What to work on » Convert the records, from the line containing "galvanized metal gate -> box" through the last line inclusive, into a numbered list, omitting any blank lines. Include no other lines.

---------- Exercise data ----------

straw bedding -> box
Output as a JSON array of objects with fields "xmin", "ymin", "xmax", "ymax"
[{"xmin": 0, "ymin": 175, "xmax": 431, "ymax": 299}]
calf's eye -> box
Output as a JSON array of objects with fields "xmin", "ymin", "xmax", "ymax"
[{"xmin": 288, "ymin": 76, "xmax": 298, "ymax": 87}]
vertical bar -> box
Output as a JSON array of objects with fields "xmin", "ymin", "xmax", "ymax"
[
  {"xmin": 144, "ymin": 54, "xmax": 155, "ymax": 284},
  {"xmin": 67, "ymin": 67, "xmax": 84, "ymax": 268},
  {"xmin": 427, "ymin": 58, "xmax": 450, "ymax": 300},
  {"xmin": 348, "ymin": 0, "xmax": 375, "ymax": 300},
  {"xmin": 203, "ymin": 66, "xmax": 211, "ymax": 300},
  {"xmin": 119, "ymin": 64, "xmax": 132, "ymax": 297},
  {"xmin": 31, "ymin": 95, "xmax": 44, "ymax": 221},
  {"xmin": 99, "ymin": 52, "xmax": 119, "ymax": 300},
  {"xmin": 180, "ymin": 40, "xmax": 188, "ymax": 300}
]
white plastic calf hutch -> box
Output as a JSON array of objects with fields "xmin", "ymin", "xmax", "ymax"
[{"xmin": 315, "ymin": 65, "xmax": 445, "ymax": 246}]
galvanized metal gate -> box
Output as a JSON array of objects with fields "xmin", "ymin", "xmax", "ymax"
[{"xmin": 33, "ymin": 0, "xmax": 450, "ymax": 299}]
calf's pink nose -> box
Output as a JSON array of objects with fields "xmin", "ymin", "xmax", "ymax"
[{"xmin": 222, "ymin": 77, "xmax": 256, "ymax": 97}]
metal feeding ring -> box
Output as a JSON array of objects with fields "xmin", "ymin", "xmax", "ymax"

----------

Full answer »
1. galvanized metal gate -> box
2. Output as a JSON array of objects with fields "xmin", "ymin", "xmax", "ymax"
3. [{"xmin": 33, "ymin": 0, "xmax": 450, "ymax": 299}]
4. calf's pink nose -> box
5. Output as a JSON array of objects with fields "xmin", "ymin", "xmax", "ymax"
6. [{"xmin": 222, "ymin": 77, "xmax": 256, "ymax": 97}]
7. metal feeding ring -> box
8. Output as a JSON array of objects with fields "xmin", "ymin", "xmax", "ymax"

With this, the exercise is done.